## WRITTEN REQUEST
In the forum thread below, rewrite the paragraph beginning "I'm a black belt in TaeKwonDo" as a short bulleted list that keeps its main facts.

# START OF TEXT SEGMENT

# hey whats up :p



## thexxx1 (Jan 9, 2012)

hello! 
i'm James (Thexxx1)
I just recently found this site searchin around google and thought i'd try it out haha

I'm a black belt in TaeKwonDo. i also do BJJ, Judo, and a few other things all mixed into my training.
i've been on a few other forums like this one, so i can't wait to start postin :bangahead:


----------



## Bill Mattocks (Jan 9, 2012)

Welcome to MT!


----------



## SahBumNimRush (Jan 9, 2012)

Hello and welcome to MT!  I see you train in TKD in Ohio.  Where at?


----------



## thexxx1 (Jan 10, 2012)

SahBumNimRush said:


> Hello and welcome to MT!  I see you train in TKD in Ohio.  Where at?



Calos Martial arts in ravenna  are you in ohio?


----------



## stickarts (Jan 10, 2012)

Welcome to MT!

# END OF TEXT SEGMENT
# START OF ITEMS

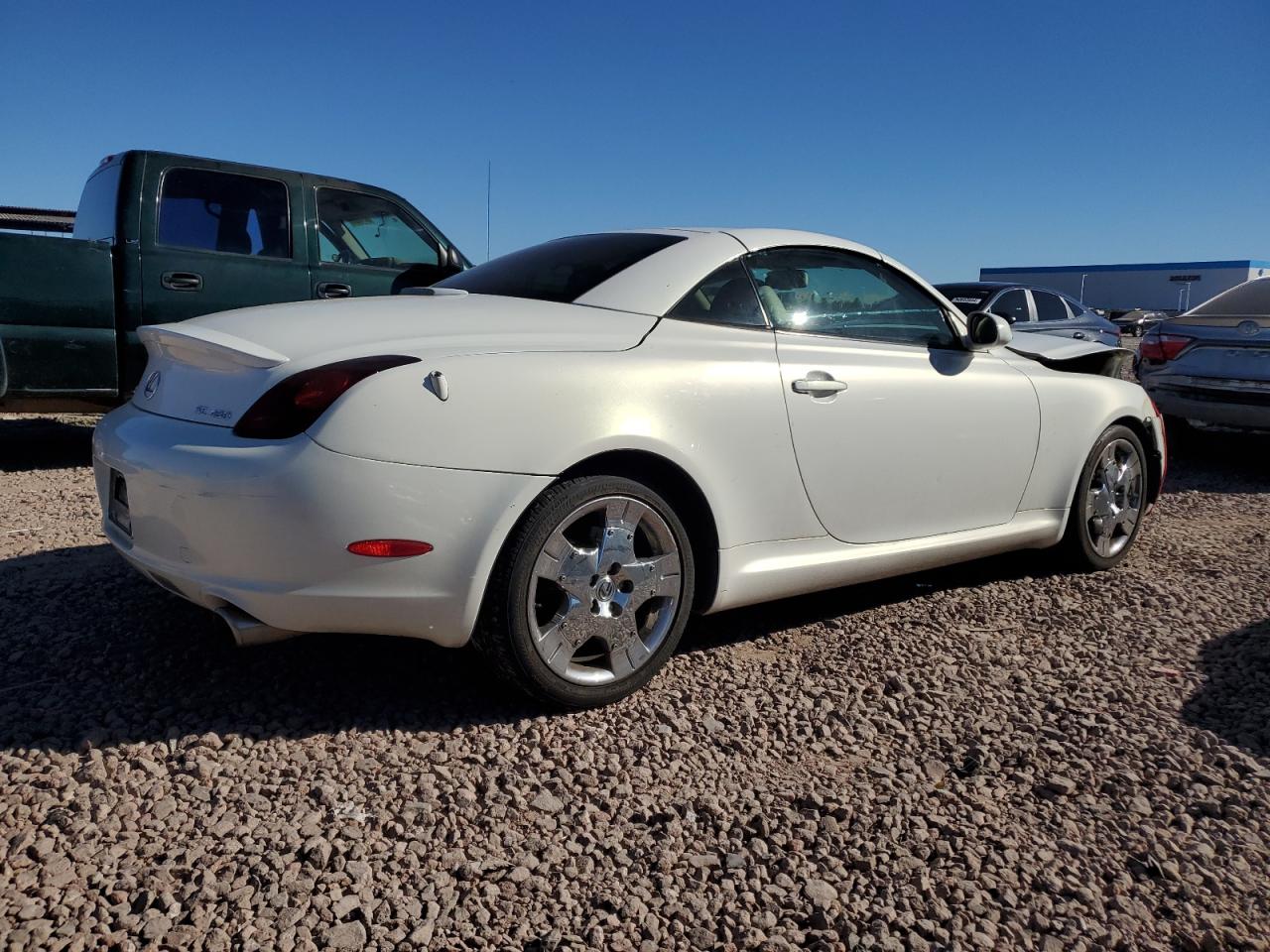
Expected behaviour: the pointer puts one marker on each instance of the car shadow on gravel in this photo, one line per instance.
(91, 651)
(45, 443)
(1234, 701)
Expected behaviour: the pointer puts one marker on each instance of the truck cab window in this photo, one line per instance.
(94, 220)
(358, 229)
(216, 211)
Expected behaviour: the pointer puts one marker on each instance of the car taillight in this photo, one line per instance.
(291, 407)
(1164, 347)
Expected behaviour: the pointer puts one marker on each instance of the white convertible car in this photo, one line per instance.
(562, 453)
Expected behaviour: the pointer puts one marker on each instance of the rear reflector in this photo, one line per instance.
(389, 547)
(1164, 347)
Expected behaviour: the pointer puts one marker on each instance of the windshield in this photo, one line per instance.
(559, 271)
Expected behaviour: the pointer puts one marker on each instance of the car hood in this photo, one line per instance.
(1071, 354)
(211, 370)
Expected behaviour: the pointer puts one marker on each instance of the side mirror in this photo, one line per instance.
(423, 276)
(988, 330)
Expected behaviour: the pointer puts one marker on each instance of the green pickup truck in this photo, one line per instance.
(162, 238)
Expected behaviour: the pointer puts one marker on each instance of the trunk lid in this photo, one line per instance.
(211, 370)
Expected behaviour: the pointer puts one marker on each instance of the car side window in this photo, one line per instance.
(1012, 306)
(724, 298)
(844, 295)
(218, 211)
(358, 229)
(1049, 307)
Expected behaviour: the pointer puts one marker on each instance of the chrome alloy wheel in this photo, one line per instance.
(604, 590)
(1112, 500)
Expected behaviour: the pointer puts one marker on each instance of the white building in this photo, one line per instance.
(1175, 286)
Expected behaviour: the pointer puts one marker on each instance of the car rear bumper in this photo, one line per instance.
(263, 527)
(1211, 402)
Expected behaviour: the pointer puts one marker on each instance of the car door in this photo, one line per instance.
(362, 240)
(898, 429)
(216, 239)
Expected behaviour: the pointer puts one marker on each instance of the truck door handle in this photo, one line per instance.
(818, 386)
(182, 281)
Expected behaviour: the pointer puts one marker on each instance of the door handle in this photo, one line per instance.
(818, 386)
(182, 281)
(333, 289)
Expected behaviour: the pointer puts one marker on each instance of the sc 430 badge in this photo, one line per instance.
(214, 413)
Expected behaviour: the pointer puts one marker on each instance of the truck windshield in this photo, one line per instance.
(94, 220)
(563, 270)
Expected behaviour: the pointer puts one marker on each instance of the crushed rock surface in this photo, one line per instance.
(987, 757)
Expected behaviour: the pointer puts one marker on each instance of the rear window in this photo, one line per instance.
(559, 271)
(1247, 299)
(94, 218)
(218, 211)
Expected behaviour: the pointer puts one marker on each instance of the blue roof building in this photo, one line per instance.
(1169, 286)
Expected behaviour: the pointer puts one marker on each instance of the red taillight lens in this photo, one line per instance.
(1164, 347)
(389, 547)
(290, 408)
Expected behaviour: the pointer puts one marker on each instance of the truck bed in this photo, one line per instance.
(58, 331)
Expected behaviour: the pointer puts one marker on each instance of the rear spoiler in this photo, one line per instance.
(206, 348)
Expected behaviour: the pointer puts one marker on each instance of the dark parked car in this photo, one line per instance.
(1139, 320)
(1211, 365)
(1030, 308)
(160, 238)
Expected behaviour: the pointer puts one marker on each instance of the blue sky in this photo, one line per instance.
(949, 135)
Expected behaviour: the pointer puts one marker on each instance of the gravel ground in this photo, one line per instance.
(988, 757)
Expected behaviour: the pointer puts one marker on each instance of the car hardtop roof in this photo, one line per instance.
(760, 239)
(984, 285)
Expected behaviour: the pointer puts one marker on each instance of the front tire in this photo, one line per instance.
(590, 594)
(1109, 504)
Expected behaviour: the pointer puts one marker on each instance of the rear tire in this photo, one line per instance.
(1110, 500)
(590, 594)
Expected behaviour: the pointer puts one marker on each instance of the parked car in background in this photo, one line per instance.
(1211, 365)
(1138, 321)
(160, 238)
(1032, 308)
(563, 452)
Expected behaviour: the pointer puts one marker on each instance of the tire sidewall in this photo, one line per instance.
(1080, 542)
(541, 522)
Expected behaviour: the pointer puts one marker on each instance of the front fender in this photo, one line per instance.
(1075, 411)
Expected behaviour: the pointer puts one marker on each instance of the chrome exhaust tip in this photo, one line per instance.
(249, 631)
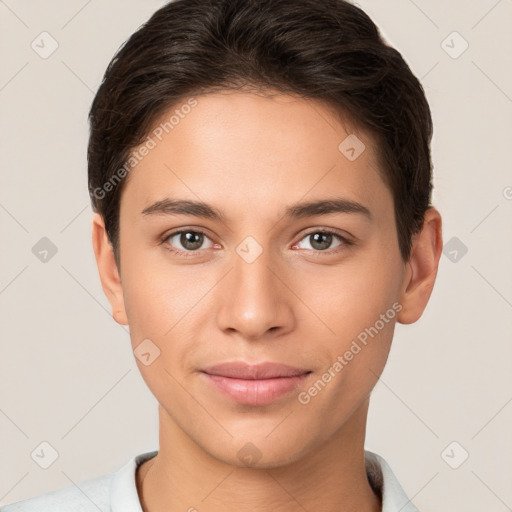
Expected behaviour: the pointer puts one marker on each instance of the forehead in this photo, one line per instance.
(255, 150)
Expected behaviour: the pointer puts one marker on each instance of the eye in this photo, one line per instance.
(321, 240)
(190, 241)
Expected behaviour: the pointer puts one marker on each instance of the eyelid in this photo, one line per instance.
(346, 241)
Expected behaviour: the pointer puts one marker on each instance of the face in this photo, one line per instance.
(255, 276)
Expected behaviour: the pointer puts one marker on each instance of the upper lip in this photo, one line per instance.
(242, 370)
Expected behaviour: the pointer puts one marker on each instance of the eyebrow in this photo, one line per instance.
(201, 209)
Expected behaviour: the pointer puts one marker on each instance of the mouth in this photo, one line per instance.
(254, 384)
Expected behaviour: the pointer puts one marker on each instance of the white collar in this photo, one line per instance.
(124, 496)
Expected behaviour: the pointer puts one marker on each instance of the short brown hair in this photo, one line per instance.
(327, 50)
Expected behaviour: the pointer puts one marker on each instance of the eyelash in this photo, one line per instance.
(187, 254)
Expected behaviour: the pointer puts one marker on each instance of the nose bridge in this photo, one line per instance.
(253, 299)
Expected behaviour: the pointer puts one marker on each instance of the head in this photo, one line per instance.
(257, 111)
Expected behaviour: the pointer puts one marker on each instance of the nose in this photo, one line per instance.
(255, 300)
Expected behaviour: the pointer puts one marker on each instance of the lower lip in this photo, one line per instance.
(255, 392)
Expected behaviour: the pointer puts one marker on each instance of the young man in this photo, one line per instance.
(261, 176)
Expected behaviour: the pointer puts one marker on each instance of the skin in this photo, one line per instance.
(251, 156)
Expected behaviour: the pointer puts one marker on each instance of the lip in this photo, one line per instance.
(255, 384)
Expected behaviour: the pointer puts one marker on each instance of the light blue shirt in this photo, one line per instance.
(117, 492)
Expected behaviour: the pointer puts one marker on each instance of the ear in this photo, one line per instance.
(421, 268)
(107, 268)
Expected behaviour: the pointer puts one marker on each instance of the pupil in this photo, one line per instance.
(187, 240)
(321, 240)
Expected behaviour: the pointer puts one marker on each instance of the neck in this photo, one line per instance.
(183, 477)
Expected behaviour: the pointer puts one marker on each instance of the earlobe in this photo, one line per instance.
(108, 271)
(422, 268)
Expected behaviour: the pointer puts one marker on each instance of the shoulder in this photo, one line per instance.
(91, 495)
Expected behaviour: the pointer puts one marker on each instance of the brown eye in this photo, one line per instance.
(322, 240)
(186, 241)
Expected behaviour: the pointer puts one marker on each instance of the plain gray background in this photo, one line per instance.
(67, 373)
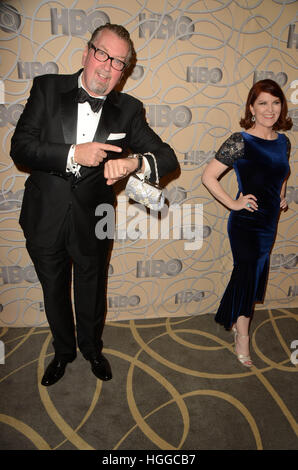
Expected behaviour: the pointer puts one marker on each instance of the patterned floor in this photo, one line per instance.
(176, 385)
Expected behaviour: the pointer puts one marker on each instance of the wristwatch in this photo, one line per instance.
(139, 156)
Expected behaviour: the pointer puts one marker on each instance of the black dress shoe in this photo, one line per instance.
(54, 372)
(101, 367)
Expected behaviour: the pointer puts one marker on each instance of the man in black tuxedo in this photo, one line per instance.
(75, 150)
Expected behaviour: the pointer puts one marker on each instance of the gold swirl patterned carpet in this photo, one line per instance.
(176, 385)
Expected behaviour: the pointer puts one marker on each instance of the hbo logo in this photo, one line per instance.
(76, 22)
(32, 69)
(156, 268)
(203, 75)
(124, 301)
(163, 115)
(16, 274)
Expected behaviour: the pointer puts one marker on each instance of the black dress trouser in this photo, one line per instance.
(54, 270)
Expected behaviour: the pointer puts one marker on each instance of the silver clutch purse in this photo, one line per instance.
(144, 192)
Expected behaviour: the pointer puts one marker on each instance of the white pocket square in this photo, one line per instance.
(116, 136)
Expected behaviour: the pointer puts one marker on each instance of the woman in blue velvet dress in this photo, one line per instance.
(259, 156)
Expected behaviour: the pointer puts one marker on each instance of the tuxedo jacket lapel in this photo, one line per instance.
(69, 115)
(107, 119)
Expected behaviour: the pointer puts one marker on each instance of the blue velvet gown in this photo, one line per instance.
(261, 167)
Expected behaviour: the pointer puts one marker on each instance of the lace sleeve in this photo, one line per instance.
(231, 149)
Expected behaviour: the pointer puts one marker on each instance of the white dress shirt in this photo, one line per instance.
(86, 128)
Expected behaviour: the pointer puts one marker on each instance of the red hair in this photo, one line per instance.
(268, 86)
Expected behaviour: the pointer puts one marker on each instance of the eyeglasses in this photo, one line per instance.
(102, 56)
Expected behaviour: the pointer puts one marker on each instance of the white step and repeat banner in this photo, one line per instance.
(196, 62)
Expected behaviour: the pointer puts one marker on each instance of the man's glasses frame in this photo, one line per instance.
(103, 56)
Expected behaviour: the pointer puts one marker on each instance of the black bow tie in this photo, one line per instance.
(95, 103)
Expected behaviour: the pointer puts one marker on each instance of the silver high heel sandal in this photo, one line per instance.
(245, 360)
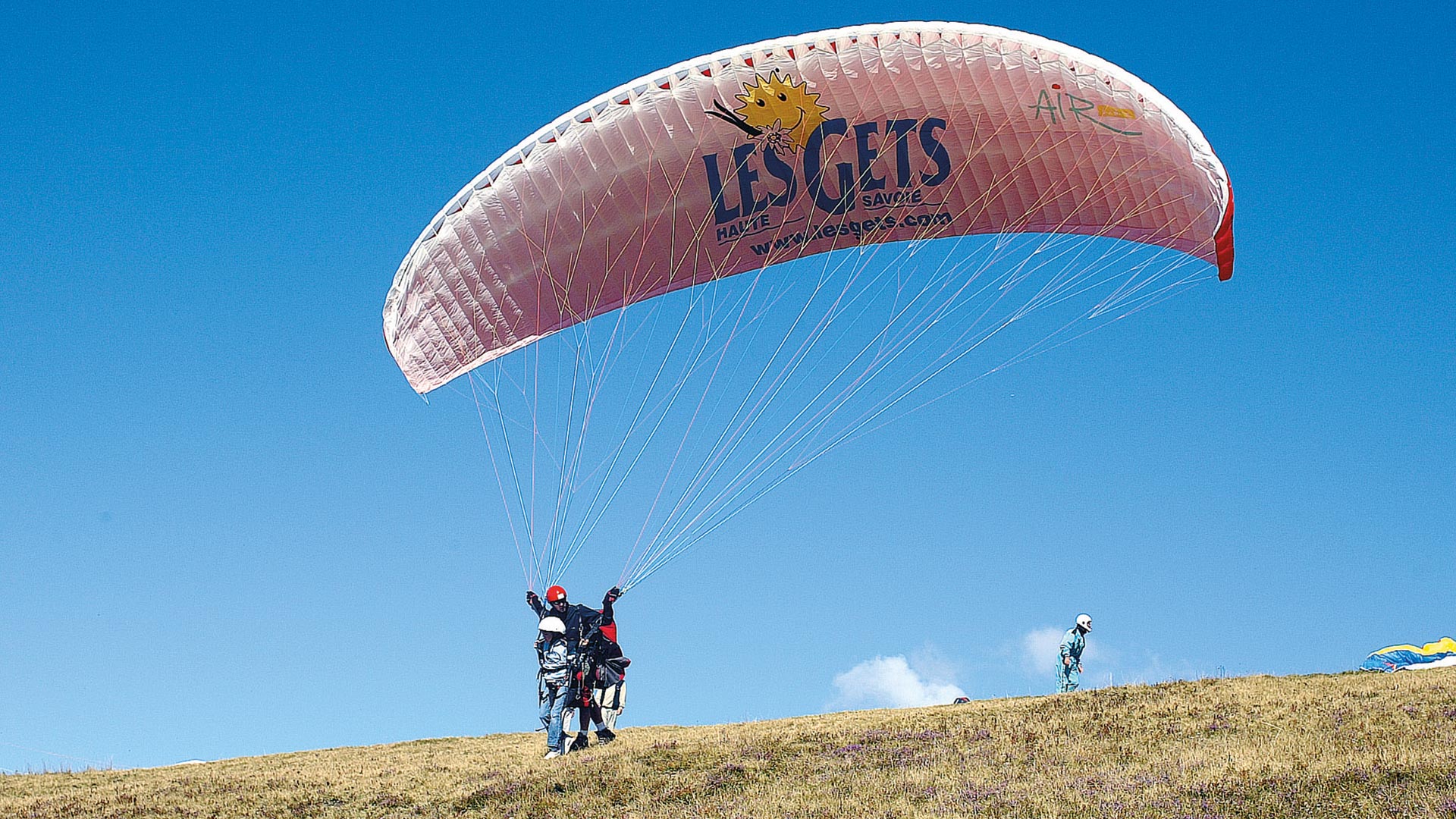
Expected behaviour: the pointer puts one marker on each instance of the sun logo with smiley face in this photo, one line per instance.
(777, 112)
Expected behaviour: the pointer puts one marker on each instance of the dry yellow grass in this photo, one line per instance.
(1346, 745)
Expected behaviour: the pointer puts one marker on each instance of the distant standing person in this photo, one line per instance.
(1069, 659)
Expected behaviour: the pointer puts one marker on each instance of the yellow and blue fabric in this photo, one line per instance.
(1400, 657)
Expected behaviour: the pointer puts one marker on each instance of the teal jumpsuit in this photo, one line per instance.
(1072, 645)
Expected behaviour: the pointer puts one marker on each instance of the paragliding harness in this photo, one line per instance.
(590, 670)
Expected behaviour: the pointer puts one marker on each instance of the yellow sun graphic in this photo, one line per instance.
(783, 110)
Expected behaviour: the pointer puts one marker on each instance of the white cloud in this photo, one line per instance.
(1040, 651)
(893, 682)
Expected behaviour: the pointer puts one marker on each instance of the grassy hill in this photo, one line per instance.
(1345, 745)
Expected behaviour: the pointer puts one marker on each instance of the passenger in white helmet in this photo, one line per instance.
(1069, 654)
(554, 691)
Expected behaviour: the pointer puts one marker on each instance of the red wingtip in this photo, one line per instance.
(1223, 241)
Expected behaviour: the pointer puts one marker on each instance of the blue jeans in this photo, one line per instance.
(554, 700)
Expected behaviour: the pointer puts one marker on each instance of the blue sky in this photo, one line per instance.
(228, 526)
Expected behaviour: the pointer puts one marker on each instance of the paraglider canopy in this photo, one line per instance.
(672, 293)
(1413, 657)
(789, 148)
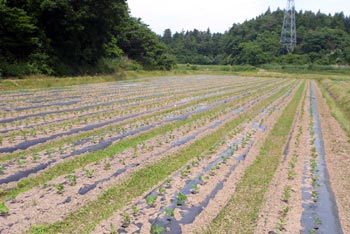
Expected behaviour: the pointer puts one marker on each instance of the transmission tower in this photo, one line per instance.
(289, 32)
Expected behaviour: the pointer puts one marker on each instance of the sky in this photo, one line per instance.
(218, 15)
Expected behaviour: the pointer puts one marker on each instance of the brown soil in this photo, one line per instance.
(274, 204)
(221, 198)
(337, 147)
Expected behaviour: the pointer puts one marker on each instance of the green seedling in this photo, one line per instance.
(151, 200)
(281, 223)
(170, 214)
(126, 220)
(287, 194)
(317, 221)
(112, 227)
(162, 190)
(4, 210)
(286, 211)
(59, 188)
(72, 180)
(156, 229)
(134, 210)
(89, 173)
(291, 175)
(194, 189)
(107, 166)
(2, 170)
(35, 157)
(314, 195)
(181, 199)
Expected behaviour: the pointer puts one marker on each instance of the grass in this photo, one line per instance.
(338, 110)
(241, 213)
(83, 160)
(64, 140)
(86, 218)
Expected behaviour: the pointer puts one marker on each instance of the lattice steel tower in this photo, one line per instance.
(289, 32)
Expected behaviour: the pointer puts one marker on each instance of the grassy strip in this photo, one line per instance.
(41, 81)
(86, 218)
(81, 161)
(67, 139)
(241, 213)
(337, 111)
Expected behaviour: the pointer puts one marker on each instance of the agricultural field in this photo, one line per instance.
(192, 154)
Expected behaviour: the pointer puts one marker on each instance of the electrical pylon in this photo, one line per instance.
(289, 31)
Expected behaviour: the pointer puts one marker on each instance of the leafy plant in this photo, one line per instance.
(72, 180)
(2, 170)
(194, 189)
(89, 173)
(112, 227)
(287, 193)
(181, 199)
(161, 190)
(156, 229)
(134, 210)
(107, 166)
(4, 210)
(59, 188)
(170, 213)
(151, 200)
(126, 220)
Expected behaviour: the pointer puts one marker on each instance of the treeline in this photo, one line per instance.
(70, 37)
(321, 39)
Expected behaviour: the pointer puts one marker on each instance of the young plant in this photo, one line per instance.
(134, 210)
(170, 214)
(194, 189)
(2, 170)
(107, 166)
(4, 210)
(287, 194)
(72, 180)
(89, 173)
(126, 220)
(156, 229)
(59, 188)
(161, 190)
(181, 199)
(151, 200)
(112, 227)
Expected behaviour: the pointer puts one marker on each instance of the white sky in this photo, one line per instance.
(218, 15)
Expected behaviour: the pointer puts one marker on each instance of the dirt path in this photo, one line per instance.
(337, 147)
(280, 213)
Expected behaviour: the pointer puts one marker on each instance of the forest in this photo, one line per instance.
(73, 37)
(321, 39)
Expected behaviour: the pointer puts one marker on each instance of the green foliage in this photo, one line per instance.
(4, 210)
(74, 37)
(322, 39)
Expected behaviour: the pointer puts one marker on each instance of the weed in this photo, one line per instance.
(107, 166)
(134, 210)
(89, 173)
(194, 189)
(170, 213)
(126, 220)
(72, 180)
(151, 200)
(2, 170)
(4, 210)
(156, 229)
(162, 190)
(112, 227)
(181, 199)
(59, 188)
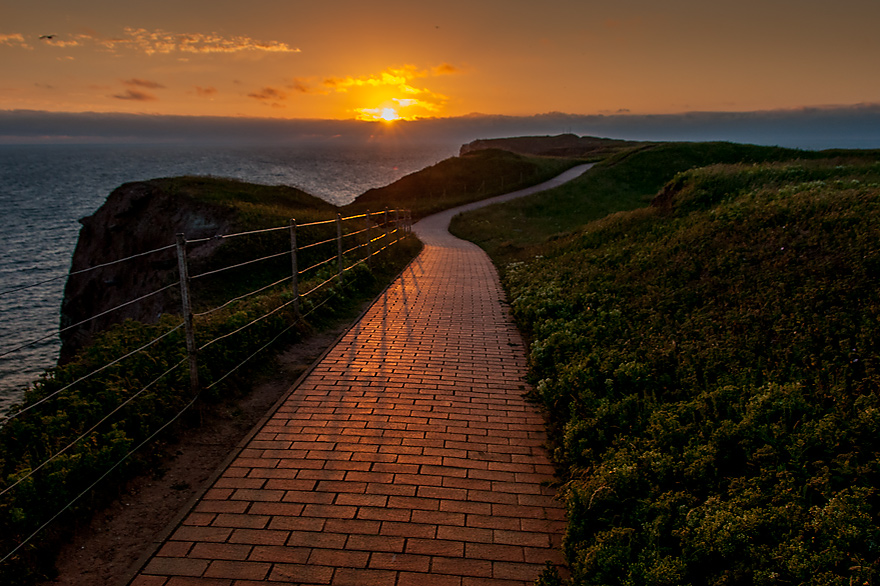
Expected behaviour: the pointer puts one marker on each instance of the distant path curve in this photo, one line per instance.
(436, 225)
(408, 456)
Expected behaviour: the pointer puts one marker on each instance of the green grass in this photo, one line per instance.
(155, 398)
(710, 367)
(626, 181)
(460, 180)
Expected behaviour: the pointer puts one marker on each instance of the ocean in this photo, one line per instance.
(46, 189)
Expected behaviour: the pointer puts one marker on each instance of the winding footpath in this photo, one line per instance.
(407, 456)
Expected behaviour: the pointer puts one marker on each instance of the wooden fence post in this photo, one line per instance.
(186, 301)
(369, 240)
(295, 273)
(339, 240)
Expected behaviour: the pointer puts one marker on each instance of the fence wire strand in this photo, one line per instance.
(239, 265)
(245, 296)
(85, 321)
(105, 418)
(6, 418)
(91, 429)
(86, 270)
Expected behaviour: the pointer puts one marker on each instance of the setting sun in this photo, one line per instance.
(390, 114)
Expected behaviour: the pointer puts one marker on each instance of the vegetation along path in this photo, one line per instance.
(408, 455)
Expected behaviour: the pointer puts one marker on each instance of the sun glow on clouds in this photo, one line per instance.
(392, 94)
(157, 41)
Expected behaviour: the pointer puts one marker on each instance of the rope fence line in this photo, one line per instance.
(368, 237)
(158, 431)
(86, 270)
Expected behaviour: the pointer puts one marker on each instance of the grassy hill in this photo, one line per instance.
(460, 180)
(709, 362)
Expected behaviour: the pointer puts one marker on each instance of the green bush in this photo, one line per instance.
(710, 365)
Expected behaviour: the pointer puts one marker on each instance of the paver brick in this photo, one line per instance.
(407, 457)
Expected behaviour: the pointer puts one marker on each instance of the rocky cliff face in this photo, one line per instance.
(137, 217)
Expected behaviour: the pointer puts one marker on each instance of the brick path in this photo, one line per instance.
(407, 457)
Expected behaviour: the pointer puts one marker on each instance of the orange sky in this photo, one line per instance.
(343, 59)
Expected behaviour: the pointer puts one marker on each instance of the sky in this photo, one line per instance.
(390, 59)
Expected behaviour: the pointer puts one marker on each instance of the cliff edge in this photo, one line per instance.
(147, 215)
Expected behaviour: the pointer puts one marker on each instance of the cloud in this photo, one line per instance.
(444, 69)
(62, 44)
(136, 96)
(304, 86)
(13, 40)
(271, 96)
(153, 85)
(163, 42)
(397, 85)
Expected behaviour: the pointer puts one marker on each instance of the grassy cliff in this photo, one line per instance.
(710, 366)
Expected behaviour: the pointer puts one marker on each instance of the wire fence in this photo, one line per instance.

# END OF ITEMS

## TASK RESULT
- Black belt in TaeKwonDo
- Also trains in BJJ, Judo, and a few other arts mixed into training
- Has been on a few other forums like this one and is eager to start posting